The critical nuance is what exactly is being tokenized. The pilot tokenizes entitlements, not the underlying securities. Registered ownership of the securities stays with Cede & Co., exactly as it always has. DTC participants (the big banks and broker-dealers) can represent their DTC holdings as tokens on a distributed ledger, enabling programmable settlement and atomic transactions between participants. The underlying legal ownership structure is unchanged. The DTC pilot works within the existing framework, not by replacing it.

Treating this as a limitation misses the point. By leaving the legal structure intact, DTC sidesteps every objection that would require legislative action or a multi-year rulemaking process. Participants can experiment with tokenized settlement without waiting for Congress to rewrite securities law. The experiment can teach us what actually needs to change.

-- Problems and tasks --
a) In the passage on the DTC tokenization pilot, who keeps registered ownership of the securities?
b) Render the part of the records that opens with the line containing "it for football" and closes with the line containing "(1074, 237), (1111, 255)" as a Markdown table with the columns Row and Line. Give each line its own numbered row and leave out blank lines.

-- Data excerpts --
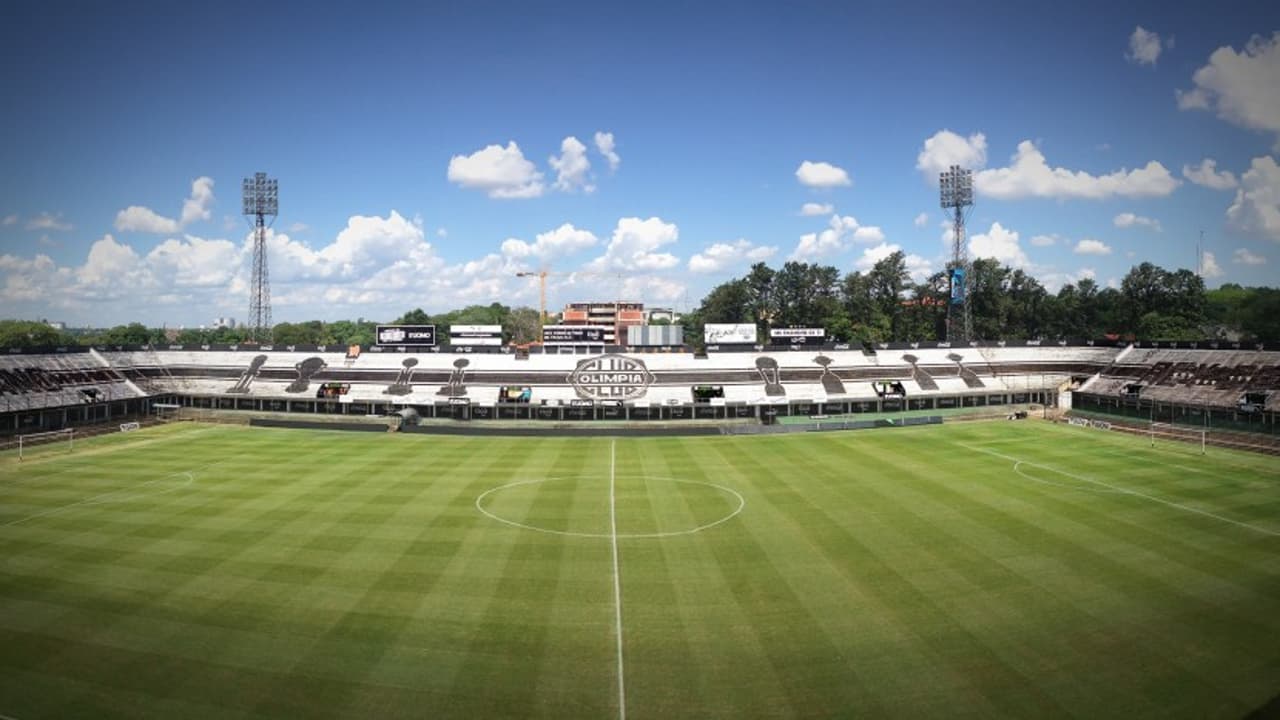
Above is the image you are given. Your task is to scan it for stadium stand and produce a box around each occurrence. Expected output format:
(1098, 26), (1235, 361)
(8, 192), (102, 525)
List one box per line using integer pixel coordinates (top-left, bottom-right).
(0, 342), (1280, 432)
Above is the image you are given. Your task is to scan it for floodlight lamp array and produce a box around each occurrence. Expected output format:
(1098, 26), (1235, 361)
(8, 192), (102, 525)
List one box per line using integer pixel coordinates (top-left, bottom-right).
(938, 165), (973, 208)
(243, 173), (280, 215)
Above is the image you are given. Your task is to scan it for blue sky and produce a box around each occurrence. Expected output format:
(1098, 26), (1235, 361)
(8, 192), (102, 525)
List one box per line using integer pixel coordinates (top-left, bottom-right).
(0, 3), (1280, 327)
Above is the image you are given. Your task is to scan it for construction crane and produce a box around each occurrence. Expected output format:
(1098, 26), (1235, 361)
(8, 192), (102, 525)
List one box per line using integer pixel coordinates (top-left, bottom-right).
(516, 268), (554, 325)
(516, 268), (623, 325)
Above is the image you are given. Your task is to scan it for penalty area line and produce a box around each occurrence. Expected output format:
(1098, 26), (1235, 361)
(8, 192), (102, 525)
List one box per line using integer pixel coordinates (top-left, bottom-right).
(956, 442), (1280, 537)
(609, 439), (627, 720)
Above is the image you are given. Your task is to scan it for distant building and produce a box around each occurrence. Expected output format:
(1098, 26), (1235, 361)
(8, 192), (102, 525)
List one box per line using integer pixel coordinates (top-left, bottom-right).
(645, 307), (680, 324)
(561, 301), (646, 345)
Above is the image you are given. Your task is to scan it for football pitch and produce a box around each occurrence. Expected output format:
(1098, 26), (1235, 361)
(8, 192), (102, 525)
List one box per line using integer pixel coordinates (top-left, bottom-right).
(0, 421), (1280, 720)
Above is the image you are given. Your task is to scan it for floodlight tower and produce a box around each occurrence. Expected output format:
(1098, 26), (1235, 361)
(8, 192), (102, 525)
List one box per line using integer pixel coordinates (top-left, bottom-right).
(243, 173), (280, 342)
(938, 165), (973, 343)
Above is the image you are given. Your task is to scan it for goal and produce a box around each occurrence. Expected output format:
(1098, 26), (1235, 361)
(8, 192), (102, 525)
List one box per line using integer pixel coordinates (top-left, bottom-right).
(18, 428), (76, 460)
(151, 402), (182, 423)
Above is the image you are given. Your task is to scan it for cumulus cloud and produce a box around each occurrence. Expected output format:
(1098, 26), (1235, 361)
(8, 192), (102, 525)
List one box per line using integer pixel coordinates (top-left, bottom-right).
(586, 218), (680, 272)
(594, 132), (622, 172)
(1176, 32), (1280, 145)
(448, 141), (545, 199)
(24, 213), (73, 231)
(969, 223), (1032, 269)
(115, 176), (214, 234)
(1183, 158), (1239, 190)
(1231, 247), (1267, 265)
(1036, 268), (1098, 293)
(854, 242), (933, 283)
(689, 238), (778, 273)
(146, 234), (241, 287)
(915, 129), (987, 183)
(791, 215), (884, 260)
(1226, 156), (1280, 242)
(502, 223), (599, 263)
(548, 135), (595, 192)
(1125, 26), (1172, 65)
(973, 140), (1178, 200)
(1111, 213), (1162, 232)
(0, 206), (593, 324)
(796, 160), (852, 187)
(1201, 250), (1226, 278)
(1074, 237), (1111, 255)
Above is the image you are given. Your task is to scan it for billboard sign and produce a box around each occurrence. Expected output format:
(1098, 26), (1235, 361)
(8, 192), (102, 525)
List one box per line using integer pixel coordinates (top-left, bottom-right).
(769, 328), (827, 345)
(449, 325), (502, 346)
(374, 325), (435, 347)
(703, 323), (755, 345)
(568, 355), (653, 402)
(543, 325), (613, 345)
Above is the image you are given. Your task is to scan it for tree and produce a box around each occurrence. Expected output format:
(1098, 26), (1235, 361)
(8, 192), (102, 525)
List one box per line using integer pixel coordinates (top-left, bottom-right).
(502, 307), (543, 345)
(698, 279), (754, 324)
(0, 320), (76, 347)
(868, 250), (911, 338)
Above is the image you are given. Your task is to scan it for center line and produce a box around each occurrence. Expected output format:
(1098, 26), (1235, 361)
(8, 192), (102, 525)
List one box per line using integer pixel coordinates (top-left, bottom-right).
(609, 439), (627, 720)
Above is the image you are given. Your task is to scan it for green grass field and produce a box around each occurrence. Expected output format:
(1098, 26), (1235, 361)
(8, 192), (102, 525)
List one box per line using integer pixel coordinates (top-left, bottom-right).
(0, 421), (1280, 720)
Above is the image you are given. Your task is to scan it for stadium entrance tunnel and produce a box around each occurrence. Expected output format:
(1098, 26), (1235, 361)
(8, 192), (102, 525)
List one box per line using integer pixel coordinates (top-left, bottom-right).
(475, 471), (746, 539)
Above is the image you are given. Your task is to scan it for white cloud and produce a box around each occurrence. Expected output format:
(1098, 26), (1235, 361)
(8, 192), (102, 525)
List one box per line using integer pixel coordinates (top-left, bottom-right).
(854, 225), (884, 242)
(1183, 158), (1239, 190)
(548, 135), (595, 192)
(973, 140), (1178, 200)
(1125, 26), (1161, 65)
(1201, 250), (1226, 278)
(1111, 213), (1164, 232)
(791, 215), (884, 260)
(594, 132), (622, 172)
(915, 129), (987, 178)
(969, 223), (1032, 269)
(1231, 247), (1267, 265)
(502, 223), (599, 263)
(115, 205), (182, 234)
(115, 177), (214, 234)
(1226, 155), (1280, 242)
(689, 238), (778, 273)
(854, 242), (933, 283)
(1073, 237), (1111, 255)
(1036, 268), (1098, 293)
(586, 218), (680, 273)
(179, 177), (214, 227)
(24, 213), (72, 231)
(146, 234), (241, 287)
(1176, 32), (1280, 145)
(448, 141), (545, 199)
(796, 160), (852, 187)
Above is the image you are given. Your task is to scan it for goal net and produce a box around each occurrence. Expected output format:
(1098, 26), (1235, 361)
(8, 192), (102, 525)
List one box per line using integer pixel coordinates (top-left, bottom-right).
(151, 402), (182, 423)
(18, 428), (76, 460)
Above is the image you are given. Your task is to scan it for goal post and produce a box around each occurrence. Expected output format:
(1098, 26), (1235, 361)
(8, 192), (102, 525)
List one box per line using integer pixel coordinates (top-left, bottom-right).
(18, 428), (76, 460)
(1149, 423), (1208, 455)
(151, 402), (182, 423)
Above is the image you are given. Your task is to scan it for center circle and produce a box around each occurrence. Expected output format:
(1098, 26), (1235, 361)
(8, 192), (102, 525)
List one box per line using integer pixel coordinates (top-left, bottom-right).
(475, 474), (746, 539)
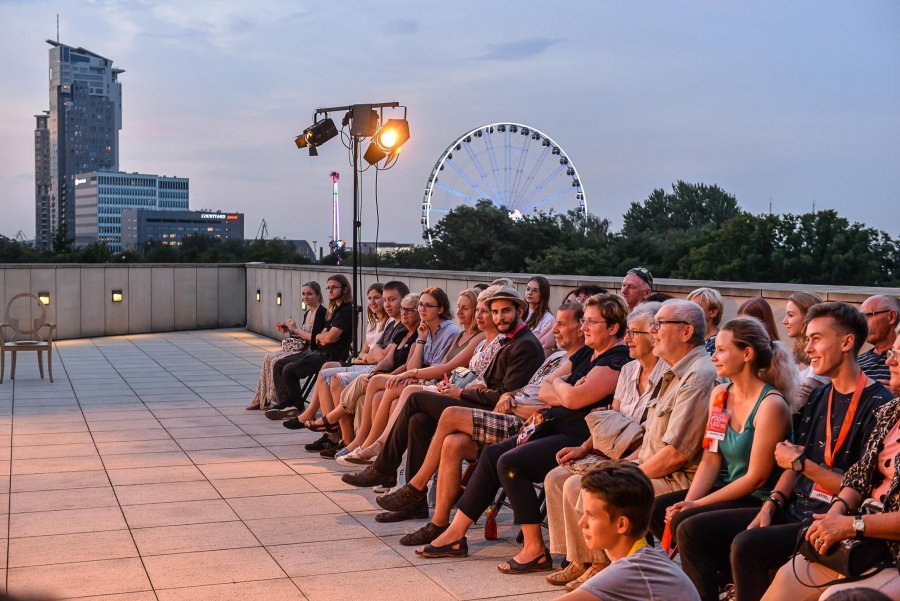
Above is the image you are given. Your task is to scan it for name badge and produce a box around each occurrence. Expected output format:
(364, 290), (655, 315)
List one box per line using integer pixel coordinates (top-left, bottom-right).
(706, 411), (731, 453)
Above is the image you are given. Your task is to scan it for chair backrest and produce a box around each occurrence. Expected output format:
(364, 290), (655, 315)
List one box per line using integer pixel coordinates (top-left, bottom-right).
(3, 292), (47, 342)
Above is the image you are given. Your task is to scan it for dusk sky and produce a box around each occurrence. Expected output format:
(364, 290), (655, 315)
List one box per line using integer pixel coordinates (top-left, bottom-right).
(0, 0), (900, 245)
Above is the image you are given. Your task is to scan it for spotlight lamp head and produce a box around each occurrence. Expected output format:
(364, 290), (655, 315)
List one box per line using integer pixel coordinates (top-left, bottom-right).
(363, 119), (409, 165)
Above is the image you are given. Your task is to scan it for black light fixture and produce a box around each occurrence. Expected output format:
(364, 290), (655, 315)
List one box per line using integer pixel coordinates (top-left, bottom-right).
(363, 117), (409, 165)
(294, 116), (337, 157)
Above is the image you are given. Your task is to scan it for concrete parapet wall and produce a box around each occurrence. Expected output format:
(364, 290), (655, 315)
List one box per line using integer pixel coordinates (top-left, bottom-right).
(246, 264), (900, 338)
(0, 263), (247, 339)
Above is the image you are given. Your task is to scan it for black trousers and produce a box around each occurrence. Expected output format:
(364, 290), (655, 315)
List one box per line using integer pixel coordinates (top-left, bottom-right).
(272, 351), (325, 408)
(372, 392), (485, 478)
(457, 433), (584, 524)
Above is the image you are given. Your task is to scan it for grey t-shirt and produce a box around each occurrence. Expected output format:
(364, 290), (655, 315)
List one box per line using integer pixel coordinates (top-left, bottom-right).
(581, 547), (700, 601)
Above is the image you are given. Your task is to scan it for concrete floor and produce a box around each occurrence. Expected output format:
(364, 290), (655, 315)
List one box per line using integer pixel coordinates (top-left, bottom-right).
(0, 329), (563, 601)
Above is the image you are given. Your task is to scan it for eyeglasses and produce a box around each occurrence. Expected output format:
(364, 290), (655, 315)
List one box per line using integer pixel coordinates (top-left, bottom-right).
(579, 318), (607, 328)
(625, 330), (650, 338)
(625, 267), (653, 288)
(650, 319), (691, 331)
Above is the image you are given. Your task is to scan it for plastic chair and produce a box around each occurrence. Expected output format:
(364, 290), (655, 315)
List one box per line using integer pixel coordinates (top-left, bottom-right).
(0, 292), (56, 384)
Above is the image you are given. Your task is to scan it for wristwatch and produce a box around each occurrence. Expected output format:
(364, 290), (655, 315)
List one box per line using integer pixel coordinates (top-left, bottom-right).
(853, 513), (866, 538)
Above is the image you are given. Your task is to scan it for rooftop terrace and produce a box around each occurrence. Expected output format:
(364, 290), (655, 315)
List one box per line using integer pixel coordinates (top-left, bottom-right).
(0, 329), (562, 601)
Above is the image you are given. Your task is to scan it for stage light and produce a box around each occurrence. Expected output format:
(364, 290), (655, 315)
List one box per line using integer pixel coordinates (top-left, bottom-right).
(294, 117), (337, 156)
(363, 119), (409, 165)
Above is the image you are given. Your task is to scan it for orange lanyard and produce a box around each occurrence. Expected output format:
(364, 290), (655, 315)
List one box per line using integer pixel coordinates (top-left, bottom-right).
(825, 372), (868, 469)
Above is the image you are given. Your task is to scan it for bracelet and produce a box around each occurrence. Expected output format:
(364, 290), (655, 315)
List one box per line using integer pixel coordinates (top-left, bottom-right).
(829, 497), (850, 515)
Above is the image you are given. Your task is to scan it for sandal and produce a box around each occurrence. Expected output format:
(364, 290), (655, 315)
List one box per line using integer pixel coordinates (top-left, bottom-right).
(497, 549), (553, 574)
(416, 536), (469, 559)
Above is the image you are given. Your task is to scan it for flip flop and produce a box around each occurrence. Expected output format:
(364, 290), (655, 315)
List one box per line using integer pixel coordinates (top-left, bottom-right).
(497, 549), (553, 574)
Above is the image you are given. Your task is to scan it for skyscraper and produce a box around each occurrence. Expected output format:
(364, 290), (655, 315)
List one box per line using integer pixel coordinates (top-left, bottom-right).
(35, 40), (123, 248)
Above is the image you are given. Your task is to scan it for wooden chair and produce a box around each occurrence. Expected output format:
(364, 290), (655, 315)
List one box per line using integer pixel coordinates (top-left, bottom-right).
(0, 292), (56, 384)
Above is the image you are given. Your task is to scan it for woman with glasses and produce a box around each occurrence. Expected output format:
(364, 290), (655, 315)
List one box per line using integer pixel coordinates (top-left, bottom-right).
(654, 317), (798, 599)
(247, 282), (325, 410)
(544, 302), (669, 591)
(525, 275), (556, 353)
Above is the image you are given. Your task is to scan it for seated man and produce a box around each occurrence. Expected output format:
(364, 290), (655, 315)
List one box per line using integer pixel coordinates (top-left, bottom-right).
(559, 462), (705, 601)
(341, 286), (544, 504)
(375, 303), (584, 546)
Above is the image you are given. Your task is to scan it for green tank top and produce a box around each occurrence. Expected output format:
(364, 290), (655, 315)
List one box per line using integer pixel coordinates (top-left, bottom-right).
(719, 384), (782, 500)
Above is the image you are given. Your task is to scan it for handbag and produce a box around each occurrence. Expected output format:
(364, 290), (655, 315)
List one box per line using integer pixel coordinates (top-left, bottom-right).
(516, 407), (554, 446)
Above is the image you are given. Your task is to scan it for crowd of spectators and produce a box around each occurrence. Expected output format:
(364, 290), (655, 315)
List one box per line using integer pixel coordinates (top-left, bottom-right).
(247, 267), (900, 601)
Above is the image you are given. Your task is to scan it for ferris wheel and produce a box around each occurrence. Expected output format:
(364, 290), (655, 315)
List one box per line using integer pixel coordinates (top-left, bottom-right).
(422, 122), (587, 243)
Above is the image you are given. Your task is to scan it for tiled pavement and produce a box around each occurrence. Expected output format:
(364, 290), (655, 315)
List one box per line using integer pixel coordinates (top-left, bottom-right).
(0, 330), (561, 601)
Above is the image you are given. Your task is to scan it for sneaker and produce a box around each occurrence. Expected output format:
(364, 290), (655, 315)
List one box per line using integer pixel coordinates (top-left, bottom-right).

-- Exercise answers --
a) Cede & Co.

b)
| Row | Line |
|---|---|
| 1 | Above is the image you are given. Your task is to scan it for football pitch and produce a box around each occurrence. Expected output format: |
| 2 | (1098, 26), (1235, 361) |
| 3 | (8, 192), (102, 525) |
| 4 | List one box per line using integer pixel coordinates (top-left, bottom-right). |
| 5 | (0, 421), (1280, 720) |
| 6 | Above is the image you are given. Your task is to scan it for floodlight tower and produce a box around each occurrence. Expected output format: |
| 7 | (1098, 26), (1235, 361) |
| 8 | (8, 192), (102, 525) |
| 9 | List one box per line using integer pixel coordinates (top-left, bottom-right). |
| 10 | (243, 173), (280, 342) |
| 11 | (938, 165), (973, 343) |
| 12 | Above is the image you are given. Your task is to scan it for goal and produce a box around each occurrence. Expected output format: |
| 13 | (1098, 26), (1235, 361) |
| 14 | (8, 192), (102, 525) |
| 15 | List one box per line using integer pixel coordinates (top-left, bottom-right). |
| 16 | (18, 428), (76, 460) |
| 17 | (151, 402), (182, 423) |
| 18 | Above is the image you are given. Your task is to scan it for cumulus cloud and produce a box around each occurrence. Expected output format: |
| 19 | (1098, 26), (1235, 361) |
| 20 | (8, 192), (102, 525) |
| 21 | List one box per line using integer pixel coordinates (top-left, bottom-right). |
| 22 | (586, 218), (680, 272) |
| 23 | (594, 132), (622, 172) |
| 24 | (1176, 32), (1280, 145) |
| 25 | (448, 141), (545, 199) |
| 26 | (24, 213), (73, 231) |
| 27 | (969, 223), (1032, 269) |
| 28 | (115, 176), (214, 234) |
| 29 | (1183, 158), (1239, 190) |
| 30 | (1231, 247), (1267, 265) |
| 31 | (1036, 268), (1098, 293) |
| 32 | (854, 242), (933, 283) |
| 33 | (689, 238), (778, 273) |
| 34 | (146, 234), (241, 287) |
| 35 | (915, 129), (987, 183) |
| 36 | (791, 215), (884, 260) |
| 37 | (1226, 156), (1280, 242) |
| 38 | (502, 223), (599, 263) |
| 39 | (548, 135), (595, 192) |
| 40 | (1125, 26), (1172, 65) |
| 41 | (973, 140), (1178, 200) |
| 42 | (1111, 213), (1162, 232) |
| 43 | (0, 206), (593, 324) |
| 44 | (796, 160), (852, 187) |
| 45 | (1201, 250), (1226, 278) |
| 46 | (1074, 237), (1111, 255) |